• [Texte source]
Tillier et les héros fondateurs de La Réunion

14 mars 2008

Absence totale de modestie, une estime de soi immodérée accompagnée d’un mépris de tout ce qui n’est pas lui et une attirance obsessionnelle pour des “centres d’intérêt ” tournant autour du sexe, de l’injure, de l’insulte et de la diffamation, tels sont les traits caractéristiques - nous l’avons vu - de la prose éditoriale de Jacques Tillier.


Sitôt un personnage pris en grippe, Tillier ne peut s’empêcher de tomber dans le propos graveleux pour en parler. Cet ancien (?) indic ne peut se retenir de tremper sa plume dans le caniveau pour écrire à propos de ses proies et, par ce procédé, les salir et tenter ainsi de les discréditer aux yeux de ses lecteurs.

Et le plus consternant, c’est que plus le propos est trash, plus l’attaque descend dans la bassesse, et plus ça marche. Et Tillier de s’en vanter : je crache sur les Réunionnais et ils en redemandent ! Certes, il lui faut subir des procès en diffamation, mais il en règle les amendes écrivant avec cynisme que le bilan des dépenses pour procès et amendes rapporté aux bénéfices des ventes du papier journal est largement positif.

Lorsque, plus tard, des étudiants auront à se pencher sur les éditoriaux de ce journalisme contaminé, nul doute qu’ils ne soient sidérés par cette apparente bravoure consistant à clouer au pilori tel ou telle en sachant fort bien que l’insulte lancée à plusieurs dizaines de milliers d’exemplaires laissera toujours une trace dans les mémoires de celles et ceux qui - à l’image de Tillier lui-même - meurtris par la vie, et incapables de surmonter leur épreuve, souffrent d’une soif inextinguible de bouc émissaire à malmener.

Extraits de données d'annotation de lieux
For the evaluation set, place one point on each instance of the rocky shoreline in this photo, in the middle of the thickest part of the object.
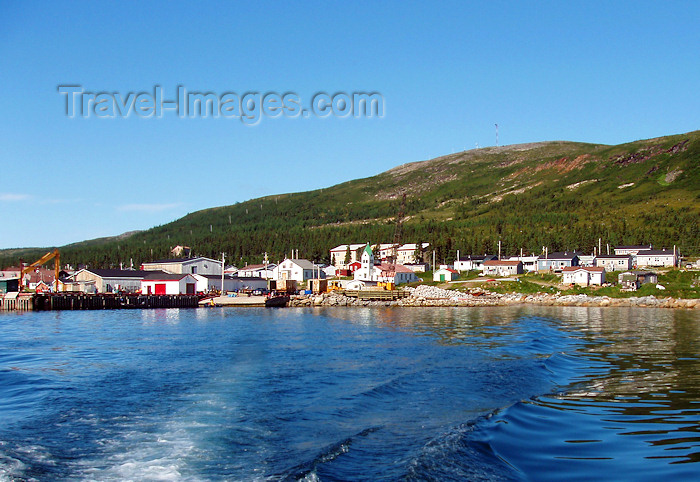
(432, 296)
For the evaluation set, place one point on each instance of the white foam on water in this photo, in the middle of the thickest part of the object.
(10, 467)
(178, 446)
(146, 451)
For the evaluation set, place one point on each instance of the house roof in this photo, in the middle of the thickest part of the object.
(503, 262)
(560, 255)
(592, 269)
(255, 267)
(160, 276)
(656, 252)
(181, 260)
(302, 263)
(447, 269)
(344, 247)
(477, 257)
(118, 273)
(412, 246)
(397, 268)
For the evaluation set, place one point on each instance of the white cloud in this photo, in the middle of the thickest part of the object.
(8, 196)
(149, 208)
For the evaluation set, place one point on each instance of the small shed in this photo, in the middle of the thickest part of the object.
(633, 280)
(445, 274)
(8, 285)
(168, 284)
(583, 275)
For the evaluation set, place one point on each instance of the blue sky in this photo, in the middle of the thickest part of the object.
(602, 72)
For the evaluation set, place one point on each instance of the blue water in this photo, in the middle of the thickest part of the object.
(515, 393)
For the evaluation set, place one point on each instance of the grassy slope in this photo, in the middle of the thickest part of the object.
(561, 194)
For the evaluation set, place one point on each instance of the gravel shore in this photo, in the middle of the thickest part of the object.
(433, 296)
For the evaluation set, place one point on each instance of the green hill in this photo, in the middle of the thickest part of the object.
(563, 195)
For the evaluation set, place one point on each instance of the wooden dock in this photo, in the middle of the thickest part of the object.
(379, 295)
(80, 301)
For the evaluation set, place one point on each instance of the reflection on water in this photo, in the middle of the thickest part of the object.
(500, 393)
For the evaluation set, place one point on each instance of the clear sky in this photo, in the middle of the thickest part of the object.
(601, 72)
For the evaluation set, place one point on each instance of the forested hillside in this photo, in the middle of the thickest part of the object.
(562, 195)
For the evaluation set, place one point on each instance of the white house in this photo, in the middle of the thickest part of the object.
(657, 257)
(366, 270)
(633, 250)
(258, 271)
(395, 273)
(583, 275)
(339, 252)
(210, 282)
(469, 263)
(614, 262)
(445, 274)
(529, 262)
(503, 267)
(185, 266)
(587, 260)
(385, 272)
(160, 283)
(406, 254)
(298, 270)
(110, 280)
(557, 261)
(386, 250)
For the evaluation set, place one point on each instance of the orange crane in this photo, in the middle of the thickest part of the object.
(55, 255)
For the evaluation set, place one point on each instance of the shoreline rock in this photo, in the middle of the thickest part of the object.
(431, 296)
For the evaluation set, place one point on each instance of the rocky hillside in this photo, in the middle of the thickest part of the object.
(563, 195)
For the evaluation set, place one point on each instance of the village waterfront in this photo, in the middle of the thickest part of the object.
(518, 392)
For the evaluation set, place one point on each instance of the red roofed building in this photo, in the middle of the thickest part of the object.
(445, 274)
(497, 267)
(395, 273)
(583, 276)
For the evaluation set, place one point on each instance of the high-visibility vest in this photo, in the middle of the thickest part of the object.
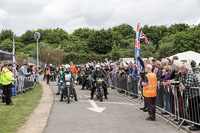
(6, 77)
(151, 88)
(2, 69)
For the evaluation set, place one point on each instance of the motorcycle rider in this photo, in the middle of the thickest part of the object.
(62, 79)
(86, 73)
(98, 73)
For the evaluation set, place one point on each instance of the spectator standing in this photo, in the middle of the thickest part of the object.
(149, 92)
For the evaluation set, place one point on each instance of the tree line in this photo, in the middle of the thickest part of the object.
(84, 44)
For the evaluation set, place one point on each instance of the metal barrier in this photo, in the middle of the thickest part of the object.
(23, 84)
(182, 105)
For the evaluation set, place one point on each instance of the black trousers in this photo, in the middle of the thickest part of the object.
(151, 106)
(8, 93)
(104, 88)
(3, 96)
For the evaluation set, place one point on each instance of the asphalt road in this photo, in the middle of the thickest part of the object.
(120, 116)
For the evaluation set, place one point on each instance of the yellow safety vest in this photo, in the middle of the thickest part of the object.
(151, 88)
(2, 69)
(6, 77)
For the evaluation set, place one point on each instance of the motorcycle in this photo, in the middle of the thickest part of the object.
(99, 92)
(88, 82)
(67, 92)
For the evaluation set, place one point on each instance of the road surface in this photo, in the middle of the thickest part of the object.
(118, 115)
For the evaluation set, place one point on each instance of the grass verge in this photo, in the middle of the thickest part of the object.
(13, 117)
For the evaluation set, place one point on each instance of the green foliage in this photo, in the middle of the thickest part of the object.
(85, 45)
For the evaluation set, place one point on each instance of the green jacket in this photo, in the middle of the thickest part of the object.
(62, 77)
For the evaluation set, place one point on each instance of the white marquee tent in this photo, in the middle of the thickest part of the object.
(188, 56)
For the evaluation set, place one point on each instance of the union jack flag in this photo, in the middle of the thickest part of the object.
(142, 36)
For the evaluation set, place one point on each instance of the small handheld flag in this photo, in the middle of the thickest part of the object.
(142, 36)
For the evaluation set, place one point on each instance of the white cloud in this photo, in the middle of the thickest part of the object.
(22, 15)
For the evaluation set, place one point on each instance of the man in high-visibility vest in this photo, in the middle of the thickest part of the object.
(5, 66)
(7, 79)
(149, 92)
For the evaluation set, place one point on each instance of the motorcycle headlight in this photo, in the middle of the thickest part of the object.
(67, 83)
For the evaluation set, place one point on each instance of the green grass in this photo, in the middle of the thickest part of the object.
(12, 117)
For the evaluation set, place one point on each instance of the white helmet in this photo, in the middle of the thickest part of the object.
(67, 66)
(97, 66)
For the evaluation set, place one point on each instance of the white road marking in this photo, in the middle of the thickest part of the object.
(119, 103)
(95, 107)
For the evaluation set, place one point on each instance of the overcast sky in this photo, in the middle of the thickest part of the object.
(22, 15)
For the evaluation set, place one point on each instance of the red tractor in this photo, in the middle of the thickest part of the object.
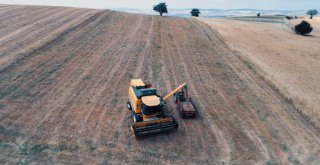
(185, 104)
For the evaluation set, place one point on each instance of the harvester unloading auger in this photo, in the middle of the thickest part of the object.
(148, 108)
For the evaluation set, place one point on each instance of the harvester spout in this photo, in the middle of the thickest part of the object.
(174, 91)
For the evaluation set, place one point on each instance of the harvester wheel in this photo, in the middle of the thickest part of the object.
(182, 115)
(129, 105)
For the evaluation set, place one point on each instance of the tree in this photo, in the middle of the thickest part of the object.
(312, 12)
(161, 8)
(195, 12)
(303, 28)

---

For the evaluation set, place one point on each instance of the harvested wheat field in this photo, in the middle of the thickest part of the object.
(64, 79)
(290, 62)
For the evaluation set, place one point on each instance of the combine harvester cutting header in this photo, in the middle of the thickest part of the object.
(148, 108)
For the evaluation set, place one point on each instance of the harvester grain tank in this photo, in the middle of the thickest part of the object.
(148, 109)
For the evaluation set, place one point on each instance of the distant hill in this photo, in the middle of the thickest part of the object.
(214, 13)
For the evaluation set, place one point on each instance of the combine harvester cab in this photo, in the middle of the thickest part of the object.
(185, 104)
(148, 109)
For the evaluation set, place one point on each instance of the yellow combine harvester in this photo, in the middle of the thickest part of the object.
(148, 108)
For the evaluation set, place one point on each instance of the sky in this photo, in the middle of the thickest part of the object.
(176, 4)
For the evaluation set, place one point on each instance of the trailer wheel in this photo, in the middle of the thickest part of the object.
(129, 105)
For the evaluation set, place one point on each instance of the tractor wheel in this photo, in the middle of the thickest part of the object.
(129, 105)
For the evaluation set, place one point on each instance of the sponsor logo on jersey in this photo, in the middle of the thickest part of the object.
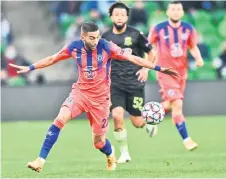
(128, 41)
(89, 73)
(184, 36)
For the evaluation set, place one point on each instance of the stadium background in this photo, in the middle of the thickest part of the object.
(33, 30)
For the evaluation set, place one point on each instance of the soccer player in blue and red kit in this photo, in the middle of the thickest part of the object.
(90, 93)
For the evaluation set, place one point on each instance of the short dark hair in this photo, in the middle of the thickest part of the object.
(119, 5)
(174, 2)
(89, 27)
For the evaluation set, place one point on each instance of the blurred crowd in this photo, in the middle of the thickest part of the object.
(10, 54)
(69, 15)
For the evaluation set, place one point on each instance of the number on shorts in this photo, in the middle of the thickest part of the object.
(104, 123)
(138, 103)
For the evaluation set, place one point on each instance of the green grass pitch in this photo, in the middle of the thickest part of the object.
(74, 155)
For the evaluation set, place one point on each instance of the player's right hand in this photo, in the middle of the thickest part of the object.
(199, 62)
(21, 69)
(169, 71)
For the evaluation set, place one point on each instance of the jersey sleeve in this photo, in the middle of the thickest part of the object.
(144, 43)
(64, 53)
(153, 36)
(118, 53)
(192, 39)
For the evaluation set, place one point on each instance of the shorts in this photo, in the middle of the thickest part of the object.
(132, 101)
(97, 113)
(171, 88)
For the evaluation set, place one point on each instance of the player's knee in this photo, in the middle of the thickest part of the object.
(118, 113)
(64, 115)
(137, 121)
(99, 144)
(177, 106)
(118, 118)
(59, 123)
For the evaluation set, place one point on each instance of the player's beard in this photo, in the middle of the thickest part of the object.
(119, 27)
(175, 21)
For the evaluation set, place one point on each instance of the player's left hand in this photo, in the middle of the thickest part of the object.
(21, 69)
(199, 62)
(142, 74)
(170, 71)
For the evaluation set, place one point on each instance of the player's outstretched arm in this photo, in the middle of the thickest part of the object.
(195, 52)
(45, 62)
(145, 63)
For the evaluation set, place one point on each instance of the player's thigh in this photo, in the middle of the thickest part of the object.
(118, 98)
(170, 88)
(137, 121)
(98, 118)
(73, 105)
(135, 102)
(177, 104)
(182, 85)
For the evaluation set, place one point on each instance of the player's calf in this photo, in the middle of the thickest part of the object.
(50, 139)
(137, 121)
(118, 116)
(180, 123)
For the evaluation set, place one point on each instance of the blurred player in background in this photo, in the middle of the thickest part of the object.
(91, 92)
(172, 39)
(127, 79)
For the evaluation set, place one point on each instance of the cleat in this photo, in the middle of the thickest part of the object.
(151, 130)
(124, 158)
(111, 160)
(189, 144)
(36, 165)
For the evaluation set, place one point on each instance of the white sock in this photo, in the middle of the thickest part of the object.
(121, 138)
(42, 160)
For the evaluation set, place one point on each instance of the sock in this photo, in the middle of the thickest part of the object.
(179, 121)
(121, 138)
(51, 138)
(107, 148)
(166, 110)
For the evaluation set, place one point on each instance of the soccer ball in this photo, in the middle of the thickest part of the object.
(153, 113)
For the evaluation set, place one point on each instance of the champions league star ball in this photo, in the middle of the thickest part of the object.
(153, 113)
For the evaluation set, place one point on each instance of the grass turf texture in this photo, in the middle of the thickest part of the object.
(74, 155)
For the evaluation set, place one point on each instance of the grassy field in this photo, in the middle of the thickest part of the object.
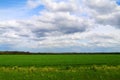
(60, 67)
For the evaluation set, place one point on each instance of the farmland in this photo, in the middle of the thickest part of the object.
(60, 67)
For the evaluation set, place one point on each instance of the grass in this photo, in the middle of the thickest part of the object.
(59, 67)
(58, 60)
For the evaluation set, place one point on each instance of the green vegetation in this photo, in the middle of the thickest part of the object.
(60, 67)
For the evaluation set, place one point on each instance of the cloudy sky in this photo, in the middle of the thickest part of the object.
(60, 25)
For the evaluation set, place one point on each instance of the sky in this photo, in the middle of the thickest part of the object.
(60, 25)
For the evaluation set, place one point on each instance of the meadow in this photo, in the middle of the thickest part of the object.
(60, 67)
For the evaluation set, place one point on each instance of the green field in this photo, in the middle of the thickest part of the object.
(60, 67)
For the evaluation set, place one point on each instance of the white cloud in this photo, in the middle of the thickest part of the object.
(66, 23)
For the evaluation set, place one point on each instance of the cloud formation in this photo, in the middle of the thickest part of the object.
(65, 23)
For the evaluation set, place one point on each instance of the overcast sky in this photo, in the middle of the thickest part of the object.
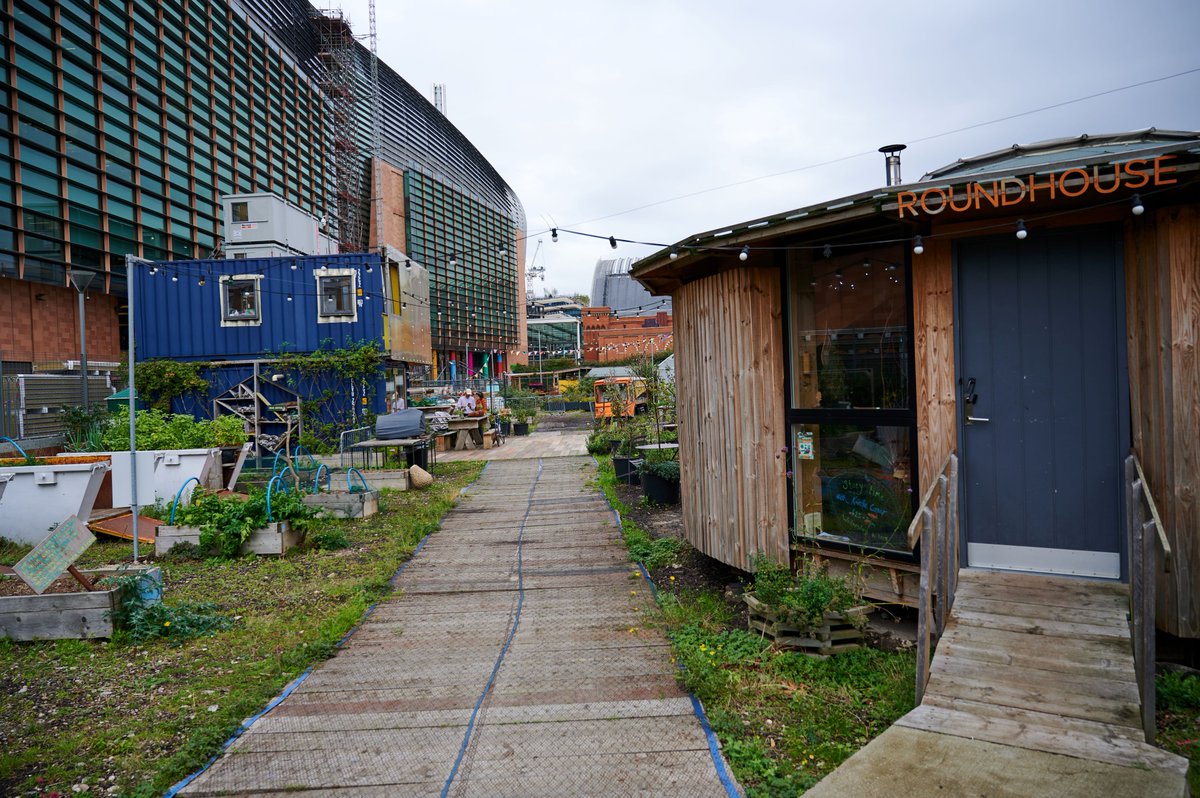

--

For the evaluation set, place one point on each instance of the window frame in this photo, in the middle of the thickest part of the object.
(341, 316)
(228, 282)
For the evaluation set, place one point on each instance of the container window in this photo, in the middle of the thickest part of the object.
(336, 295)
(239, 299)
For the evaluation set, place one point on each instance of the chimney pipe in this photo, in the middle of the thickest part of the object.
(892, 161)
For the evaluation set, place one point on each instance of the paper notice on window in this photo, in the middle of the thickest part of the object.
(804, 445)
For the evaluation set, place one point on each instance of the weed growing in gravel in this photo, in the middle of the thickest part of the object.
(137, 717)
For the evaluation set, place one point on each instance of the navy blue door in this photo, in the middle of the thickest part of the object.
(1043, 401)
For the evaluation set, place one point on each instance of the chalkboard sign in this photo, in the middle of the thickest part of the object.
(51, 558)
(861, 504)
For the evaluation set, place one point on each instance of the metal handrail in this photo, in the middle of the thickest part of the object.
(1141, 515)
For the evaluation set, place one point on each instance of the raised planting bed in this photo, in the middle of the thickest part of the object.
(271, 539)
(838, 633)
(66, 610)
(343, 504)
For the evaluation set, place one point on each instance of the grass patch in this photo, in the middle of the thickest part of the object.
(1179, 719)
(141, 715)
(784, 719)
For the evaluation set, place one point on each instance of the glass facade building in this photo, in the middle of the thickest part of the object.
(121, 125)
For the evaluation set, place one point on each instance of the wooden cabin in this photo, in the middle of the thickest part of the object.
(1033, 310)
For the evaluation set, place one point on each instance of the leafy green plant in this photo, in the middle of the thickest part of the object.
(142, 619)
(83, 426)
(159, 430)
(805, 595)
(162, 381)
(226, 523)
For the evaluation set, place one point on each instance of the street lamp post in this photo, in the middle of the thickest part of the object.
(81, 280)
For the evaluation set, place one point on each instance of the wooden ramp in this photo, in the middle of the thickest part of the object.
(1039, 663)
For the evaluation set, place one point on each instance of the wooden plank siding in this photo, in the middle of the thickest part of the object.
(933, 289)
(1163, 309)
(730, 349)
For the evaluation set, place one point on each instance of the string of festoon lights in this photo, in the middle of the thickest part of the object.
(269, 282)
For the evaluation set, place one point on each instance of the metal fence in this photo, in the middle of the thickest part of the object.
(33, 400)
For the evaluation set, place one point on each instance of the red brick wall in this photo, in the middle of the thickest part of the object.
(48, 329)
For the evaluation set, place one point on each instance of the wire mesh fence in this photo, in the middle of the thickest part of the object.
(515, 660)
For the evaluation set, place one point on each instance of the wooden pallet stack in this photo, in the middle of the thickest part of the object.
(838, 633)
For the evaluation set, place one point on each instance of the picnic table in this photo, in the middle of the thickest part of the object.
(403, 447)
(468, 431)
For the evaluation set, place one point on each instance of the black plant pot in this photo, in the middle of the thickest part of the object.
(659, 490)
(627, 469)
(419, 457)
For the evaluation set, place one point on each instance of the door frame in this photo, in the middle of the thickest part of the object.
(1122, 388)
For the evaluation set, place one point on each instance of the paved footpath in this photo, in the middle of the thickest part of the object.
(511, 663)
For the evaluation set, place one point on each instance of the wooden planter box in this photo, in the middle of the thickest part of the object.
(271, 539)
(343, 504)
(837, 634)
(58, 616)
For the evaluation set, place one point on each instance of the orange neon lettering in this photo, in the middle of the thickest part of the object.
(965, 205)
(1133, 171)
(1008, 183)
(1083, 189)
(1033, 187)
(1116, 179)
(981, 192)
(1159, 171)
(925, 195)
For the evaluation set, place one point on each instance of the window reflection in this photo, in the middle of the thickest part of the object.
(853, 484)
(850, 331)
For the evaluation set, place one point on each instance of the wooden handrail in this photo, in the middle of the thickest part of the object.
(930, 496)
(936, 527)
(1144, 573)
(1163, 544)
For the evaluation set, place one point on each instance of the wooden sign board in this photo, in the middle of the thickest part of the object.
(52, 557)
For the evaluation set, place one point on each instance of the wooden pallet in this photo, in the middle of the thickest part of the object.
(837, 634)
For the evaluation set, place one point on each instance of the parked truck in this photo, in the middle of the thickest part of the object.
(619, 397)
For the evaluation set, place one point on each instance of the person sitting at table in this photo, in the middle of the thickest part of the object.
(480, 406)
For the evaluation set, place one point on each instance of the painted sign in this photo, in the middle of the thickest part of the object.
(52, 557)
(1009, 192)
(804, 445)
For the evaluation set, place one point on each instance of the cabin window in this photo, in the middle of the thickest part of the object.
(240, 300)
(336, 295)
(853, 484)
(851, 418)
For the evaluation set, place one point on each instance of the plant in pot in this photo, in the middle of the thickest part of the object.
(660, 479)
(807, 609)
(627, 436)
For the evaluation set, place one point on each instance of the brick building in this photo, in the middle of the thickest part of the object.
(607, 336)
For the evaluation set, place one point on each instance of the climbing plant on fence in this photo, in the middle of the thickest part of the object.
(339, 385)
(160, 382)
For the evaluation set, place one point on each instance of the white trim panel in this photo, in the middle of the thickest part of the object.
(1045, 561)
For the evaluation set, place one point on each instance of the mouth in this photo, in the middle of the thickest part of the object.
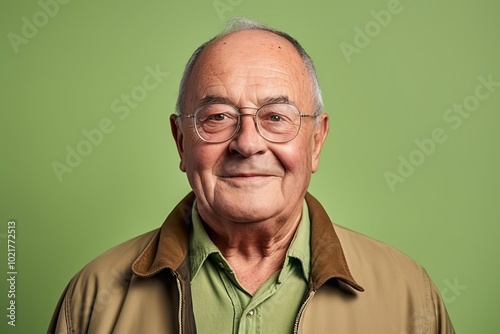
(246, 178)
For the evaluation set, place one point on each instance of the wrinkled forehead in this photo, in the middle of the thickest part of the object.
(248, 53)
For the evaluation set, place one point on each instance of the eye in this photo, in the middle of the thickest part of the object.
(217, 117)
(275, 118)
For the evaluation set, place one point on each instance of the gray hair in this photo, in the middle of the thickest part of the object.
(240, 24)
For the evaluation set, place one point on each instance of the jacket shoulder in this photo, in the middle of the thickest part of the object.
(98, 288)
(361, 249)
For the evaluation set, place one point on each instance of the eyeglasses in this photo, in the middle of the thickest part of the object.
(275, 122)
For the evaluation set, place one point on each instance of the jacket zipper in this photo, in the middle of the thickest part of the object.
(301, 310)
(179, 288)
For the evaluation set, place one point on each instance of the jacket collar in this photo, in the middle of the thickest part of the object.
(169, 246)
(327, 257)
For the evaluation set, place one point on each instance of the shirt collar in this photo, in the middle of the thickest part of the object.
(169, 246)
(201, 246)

• [Votre consigne]
Transcrivez fidèlement, dans le texte sur Jacques Tillier, tout ce qui va de « Tillier et les » jusqu'à « de ses lecteurs. ».

• [Résultat attendu]
Tillier et les héros fondateurs de La Réunion

14 mars 2008

Absence totale de modestie, une estime de soi immodérée accompagnée d’un mépris de tout ce qui n’est pas lui et une attirance obsessionnelle pour des “centres d’intérêt ” tournant autour du sexe, de l’injure, de l’insulte et de la diffamation, tels sont les traits caractéristiques - nous l’avons vu - de la prose éditoriale de Jacques Tillier.


Sitôt un personnage pris en grippe, Tillier ne peut s’empêcher de tomber dans le propos graveleux pour en parler. Cet ancien (?) indic ne peut se retenir de tremper sa plume dans le caniveau pour écrire à propos de ses proies et, par ce procédé, les salir et tenter ainsi de les discréditer aux yeux de ses lecteurs.